> [WHAT TO WORK ON]: Gather every row below that contains the string "slash" and copy each one in full. Case matters.

> [SOURCE DATA]:
-.-.-

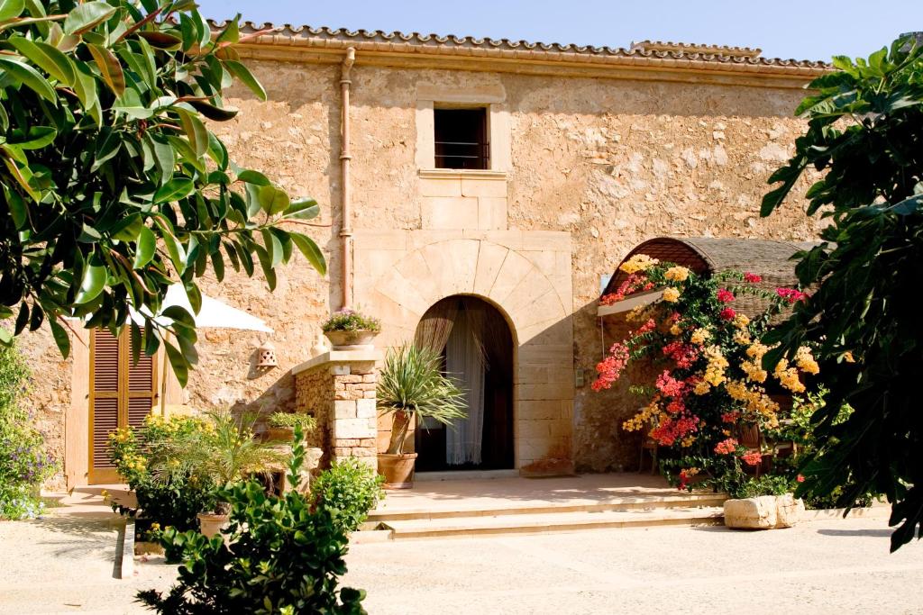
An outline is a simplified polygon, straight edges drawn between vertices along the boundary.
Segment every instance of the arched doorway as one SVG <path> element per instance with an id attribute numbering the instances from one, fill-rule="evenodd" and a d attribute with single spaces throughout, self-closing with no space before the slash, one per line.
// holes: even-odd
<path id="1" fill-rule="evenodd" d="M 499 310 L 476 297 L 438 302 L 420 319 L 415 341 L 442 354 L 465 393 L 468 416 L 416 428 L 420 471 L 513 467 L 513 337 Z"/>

-.-.-

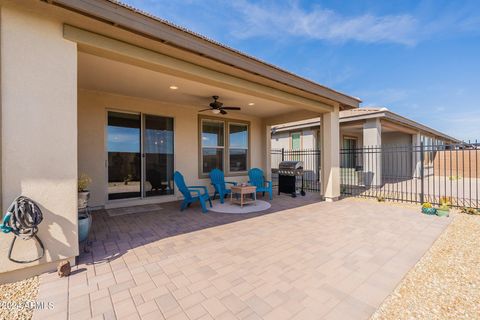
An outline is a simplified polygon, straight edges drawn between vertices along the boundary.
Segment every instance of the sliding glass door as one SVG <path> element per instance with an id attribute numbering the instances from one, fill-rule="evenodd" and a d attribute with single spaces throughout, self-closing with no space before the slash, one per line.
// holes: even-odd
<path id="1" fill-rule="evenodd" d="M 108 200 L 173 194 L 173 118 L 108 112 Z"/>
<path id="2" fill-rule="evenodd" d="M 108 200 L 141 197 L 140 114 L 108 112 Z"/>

-.-.-

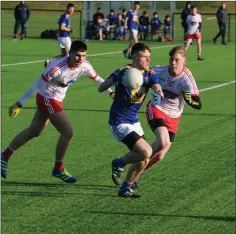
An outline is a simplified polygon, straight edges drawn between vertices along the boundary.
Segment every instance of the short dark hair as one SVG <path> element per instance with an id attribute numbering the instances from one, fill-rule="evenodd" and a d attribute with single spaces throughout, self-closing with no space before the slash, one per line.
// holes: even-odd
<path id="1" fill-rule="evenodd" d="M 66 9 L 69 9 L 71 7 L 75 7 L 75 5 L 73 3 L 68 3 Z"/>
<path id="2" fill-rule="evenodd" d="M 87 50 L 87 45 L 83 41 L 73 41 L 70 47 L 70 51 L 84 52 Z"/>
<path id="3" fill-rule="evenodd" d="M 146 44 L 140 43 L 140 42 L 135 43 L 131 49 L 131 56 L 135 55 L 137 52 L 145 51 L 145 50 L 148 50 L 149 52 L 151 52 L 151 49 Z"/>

-.-.-

> [TASK OUTPUT]:
Segment every instance of the arched doorway as one SVG <path> element per instance with an id attribute numbering the instances from one, fill-rule="evenodd" and a d attribute with single spaces throughout, self-closing with no space before the slash, one per line.
Segment every instance of the sliding glass door as one SVG <path> element per instance with an id attribute numbering the instances from one, fill-rule="evenodd" and a d attribute with single spaces throughout, self-closing with no space before the slash, one per line.
Segment every instance of the short dark hair as one SVG <path> element per instance with an id attribute numbering the instances from one, fill-rule="evenodd" and a d attribute with single spaces throughout, self-closing with no space before the slash, one per line.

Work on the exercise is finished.